» PAGE EXTRACT:
********

Communications Minister Sitthichai Pookaiyaudom said the site was banned after a 44-second film showing graffiti over the king's face was aired.

King Bhumibol Adulyadej, 79, is revered and it is forbidden to insult him.

The minister said a ban came after the Thai government asked YouTube's owner Google to remove it and they declined.

The contentious film also shows feet being placed over the king's face - an offensive act to Thais, who consider feet dirty.

YouTube 'disappointed'

"It's a serious case of lese majeste," said Mr Sitthichai, referring to crimes of offending the country's monarchy. "We asked Google to remove it some days ago, but they refused to."

The minister said access within Thailand would be reinstated once the film had been removed.

YouTube's head of global communications, Julie Supan, said: "We are disappointed that YouTube has been blocked in Thailand, and we are currently looking into the matter.

"The internet is an international phenomenon and while technology can bring great opportunity and access to information globally, it can also present new and unique cultural challenges."

The profile of the YouTube user who uploaded the movie onto the site lists the US as his location.

The ban follows the jailing for 10 years of a Swiss man after he pleaded guilty to charges of insulting the Thai king.

Oliver Jufer, 57, was arrested last December after drunkenly spray-painting posters of King Bhumibol Adulyadej in the northern city of Chiang Mai.

********

In the news report about the YouTube ban in Thailand, what length is given for the film that led to the ban?

********

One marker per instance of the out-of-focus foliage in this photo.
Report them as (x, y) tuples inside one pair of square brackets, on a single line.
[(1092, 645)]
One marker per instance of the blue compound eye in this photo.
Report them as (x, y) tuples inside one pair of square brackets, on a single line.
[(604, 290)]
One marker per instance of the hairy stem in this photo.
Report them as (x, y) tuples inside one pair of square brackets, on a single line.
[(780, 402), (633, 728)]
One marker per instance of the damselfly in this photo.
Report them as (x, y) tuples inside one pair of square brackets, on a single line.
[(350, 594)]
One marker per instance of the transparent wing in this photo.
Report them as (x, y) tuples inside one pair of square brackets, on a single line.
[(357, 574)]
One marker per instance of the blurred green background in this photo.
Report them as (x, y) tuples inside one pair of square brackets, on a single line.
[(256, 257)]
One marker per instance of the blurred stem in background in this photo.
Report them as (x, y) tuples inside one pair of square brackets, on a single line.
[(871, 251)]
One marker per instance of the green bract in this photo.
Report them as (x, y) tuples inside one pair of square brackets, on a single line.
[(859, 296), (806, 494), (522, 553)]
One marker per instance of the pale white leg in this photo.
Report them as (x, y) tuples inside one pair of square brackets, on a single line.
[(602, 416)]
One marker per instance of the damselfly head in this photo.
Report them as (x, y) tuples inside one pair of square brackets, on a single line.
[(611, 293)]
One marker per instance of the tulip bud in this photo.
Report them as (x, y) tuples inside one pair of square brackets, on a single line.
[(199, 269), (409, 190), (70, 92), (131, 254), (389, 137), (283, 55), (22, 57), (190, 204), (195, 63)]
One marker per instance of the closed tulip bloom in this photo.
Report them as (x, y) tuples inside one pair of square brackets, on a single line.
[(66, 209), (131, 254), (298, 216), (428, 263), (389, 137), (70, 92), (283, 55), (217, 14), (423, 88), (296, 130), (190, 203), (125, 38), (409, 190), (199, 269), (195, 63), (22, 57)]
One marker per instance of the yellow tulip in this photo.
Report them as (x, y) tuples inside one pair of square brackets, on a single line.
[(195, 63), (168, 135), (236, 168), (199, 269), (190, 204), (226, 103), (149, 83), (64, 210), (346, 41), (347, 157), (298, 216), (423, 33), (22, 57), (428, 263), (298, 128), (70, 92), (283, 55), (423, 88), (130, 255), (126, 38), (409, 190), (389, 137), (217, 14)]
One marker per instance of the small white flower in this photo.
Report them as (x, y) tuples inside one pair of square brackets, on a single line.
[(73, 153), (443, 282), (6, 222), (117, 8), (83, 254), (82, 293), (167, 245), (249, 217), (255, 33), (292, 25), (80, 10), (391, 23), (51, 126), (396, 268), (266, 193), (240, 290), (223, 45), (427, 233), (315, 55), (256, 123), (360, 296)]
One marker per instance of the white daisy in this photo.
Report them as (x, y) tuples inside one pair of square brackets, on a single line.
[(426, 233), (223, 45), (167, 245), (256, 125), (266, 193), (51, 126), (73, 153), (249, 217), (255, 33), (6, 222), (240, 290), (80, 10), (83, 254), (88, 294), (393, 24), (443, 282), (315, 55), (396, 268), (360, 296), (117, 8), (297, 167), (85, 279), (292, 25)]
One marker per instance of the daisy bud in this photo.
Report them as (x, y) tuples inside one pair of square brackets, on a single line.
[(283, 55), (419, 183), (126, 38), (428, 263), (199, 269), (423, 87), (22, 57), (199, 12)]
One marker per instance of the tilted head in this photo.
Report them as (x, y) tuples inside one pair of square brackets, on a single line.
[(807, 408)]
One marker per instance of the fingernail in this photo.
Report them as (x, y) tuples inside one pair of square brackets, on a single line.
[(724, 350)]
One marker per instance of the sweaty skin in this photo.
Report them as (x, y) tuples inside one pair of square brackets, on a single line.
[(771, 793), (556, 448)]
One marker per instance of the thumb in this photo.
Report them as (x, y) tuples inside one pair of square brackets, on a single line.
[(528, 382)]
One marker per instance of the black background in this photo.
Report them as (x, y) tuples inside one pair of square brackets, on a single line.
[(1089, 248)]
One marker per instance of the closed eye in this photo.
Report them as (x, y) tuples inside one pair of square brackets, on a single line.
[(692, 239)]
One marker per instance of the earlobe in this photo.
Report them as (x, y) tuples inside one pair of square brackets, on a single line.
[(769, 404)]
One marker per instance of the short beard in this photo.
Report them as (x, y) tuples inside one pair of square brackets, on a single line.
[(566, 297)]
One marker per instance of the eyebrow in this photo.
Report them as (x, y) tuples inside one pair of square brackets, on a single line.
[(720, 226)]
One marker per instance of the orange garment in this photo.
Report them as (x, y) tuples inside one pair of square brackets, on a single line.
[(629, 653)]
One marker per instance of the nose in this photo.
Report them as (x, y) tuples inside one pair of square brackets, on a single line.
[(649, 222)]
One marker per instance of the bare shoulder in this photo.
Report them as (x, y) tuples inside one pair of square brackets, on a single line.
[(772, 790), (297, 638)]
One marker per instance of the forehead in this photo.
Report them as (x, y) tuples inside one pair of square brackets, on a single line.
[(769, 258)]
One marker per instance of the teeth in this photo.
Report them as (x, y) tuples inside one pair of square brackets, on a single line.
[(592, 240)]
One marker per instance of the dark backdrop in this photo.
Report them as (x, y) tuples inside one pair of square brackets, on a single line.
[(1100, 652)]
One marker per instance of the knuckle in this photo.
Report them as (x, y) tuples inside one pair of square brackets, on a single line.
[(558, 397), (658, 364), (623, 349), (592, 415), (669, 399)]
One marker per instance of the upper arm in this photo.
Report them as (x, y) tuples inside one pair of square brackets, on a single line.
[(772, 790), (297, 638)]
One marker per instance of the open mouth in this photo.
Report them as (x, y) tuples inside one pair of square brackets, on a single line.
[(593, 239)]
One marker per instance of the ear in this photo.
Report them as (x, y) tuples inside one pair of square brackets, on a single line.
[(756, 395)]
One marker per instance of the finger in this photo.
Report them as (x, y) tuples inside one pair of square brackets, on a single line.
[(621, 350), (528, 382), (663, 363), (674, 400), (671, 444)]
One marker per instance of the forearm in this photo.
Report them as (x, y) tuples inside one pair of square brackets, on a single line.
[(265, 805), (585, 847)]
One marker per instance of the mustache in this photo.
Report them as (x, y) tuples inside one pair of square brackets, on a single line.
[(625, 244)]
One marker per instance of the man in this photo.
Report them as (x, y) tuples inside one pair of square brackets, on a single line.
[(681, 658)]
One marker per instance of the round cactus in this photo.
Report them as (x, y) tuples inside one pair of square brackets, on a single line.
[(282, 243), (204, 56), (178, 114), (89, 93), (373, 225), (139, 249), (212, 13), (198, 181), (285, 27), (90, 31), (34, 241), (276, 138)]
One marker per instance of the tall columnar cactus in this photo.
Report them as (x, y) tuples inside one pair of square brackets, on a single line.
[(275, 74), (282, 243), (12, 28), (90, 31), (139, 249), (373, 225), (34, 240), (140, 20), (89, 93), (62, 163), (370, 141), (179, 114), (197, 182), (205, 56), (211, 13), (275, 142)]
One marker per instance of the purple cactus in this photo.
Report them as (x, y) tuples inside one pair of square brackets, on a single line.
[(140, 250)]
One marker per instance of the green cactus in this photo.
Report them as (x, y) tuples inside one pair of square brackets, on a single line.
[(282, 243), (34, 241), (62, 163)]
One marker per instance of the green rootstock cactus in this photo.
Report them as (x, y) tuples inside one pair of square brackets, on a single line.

********

» TASK RESULT:
44 seconds.